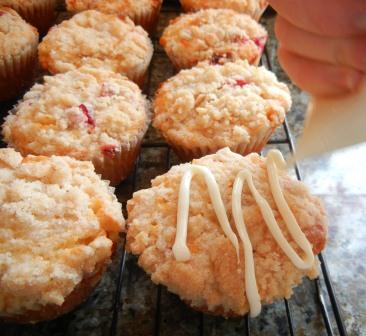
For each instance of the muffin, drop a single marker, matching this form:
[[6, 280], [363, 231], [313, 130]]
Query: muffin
[[89, 114], [202, 258], [18, 53], [97, 40], [59, 226], [214, 35], [144, 13], [39, 13], [254, 8], [209, 107]]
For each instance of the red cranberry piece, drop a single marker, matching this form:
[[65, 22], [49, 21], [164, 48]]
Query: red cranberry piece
[[109, 150], [90, 119]]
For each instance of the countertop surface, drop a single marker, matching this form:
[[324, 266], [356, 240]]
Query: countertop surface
[[338, 178]]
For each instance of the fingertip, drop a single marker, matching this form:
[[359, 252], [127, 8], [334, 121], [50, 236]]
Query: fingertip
[[317, 78]]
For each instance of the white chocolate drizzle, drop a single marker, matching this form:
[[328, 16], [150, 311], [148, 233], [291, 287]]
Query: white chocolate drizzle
[[274, 162]]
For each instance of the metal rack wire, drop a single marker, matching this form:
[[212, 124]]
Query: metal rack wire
[[326, 298], [341, 330]]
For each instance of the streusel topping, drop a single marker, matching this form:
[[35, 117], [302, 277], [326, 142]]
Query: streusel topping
[[220, 104], [122, 7], [59, 221], [80, 113], [213, 34], [98, 40]]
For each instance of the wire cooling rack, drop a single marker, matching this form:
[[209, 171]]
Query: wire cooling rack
[[135, 306]]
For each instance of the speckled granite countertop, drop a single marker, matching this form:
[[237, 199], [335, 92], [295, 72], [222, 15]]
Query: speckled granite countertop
[[145, 309]]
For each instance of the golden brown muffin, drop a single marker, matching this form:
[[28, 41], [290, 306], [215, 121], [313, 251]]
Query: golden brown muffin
[[89, 114], [209, 107], [39, 13], [212, 278], [18, 53], [59, 225], [254, 8], [144, 13], [100, 41], [214, 35]]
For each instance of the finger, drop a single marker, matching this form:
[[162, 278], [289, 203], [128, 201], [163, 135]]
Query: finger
[[320, 79], [338, 51], [325, 17]]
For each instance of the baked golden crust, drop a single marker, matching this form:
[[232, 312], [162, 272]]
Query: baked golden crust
[[144, 13], [50, 312], [212, 280], [59, 118], [16, 35], [215, 35], [98, 40], [217, 106], [59, 223]]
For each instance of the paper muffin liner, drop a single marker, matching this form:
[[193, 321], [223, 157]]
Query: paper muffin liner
[[256, 144], [116, 166], [17, 72], [40, 14], [147, 19]]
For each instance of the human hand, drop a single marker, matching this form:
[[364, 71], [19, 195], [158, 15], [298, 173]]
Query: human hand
[[322, 43]]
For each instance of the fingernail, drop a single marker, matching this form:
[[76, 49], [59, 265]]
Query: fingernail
[[353, 80], [360, 21]]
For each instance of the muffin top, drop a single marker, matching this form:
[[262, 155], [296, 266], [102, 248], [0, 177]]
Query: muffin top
[[212, 279], [220, 104], [252, 7], [84, 113], [19, 3], [215, 35], [122, 7], [98, 40], [15, 34], [59, 221]]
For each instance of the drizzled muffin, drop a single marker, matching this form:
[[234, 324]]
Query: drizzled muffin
[[39, 13], [254, 8], [89, 114], [97, 40], [213, 273], [209, 107], [59, 226], [18, 53], [215, 35], [144, 13]]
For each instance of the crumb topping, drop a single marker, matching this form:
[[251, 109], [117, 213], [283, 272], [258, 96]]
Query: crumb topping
[[59, 221], [220, 104], [130, 8], [98, 40], [214, 35], [15, 34], [77, 113], [212, 279]]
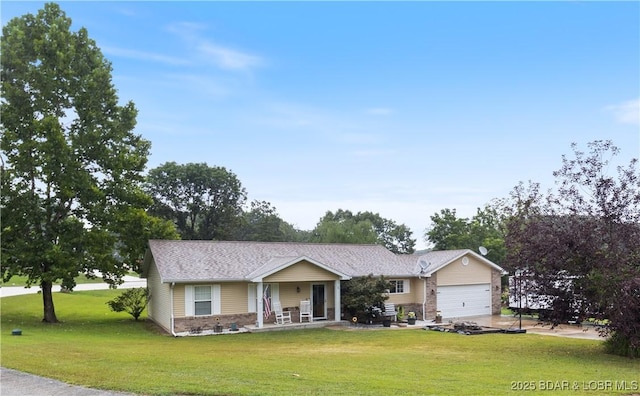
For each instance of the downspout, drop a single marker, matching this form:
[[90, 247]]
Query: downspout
[[424, 298], [173, 332]]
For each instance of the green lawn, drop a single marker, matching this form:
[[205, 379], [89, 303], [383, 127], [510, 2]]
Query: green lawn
[[22, 281], [102, 349]]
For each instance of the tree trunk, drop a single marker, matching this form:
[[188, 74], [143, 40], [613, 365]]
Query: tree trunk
[[47, 299]]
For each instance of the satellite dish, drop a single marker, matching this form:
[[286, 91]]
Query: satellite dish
[[423, 266]]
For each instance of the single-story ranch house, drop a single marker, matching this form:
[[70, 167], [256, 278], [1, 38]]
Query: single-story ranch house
[[201, 283]]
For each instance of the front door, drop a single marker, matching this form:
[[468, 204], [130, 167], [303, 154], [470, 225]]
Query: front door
[[319, 301]]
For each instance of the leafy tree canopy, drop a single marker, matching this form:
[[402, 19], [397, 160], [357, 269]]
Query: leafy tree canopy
[[485, 228], [204, 202], [262, 223], [72, 167], [363, 227], [586, 232]]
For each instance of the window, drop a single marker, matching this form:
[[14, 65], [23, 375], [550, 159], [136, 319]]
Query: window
[[202, 300], [399, 286]]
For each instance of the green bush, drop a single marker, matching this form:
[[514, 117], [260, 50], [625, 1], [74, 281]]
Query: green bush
[[131, 301]]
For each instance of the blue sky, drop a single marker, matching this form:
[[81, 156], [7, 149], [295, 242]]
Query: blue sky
[[400, 108]]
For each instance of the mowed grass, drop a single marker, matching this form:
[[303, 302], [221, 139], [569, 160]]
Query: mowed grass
[[22, 280], [98, 348]]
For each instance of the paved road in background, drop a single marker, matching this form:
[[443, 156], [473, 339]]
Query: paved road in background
[[17, 383], [129, 283]]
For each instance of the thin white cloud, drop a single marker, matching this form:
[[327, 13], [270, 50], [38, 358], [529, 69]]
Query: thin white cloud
[[227, 58], [626, 112], [144, 56], [379, 111], [224, 57], [360, 138]]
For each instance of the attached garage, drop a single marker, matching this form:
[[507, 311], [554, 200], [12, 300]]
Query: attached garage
[[464, 300]]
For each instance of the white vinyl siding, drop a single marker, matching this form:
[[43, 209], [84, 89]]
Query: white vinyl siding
[[399, 286], [252, 305], [201, 300]]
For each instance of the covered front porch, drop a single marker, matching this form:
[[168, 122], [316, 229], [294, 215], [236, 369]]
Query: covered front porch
[[290, 281]]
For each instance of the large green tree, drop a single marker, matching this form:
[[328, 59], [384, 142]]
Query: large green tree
[[204, 202], [363, 227], [486, 228], [72, 166], [262, 223]]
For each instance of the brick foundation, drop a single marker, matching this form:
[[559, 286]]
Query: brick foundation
[[208, 322]]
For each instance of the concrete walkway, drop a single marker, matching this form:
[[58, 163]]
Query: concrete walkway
[[129, 283]]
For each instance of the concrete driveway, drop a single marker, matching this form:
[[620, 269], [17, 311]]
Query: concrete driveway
[[534, 327]]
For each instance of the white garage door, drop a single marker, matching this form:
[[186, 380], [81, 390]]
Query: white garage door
[[464, 300]]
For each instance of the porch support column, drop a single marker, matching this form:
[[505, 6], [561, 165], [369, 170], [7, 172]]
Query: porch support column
[[260, 304], [336, 295]]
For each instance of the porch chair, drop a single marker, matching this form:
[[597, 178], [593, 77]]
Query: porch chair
[[282, 317], [305, 311], [390, 311]]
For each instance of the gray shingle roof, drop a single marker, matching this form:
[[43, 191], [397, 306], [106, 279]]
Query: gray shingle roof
[[185, 261], [182, 261]]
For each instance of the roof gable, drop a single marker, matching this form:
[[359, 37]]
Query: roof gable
[[278, 264], [431, 262]]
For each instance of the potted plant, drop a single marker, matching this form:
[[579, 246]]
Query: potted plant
[[400, 317], [218, 327]]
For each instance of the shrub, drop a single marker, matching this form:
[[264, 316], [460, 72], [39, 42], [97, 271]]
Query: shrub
[[131, 301]]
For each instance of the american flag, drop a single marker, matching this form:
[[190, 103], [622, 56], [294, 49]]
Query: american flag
•••
> What is expected
Copy the material from its start through the line containing "8], [209, 107]]", both ends included, and leave the pictures out of your copy.

> Written reply
For each instance of the muffin, drop a single marker, matching this form:
[[6, 280], [363, 231], [313, 130]]
Query: muffin
[[89, 114], [202, 258], [18, 53], [97, 40], [59, 226], [214, 35], [144, 13], [39, 13], [254, 8], [209, 107]]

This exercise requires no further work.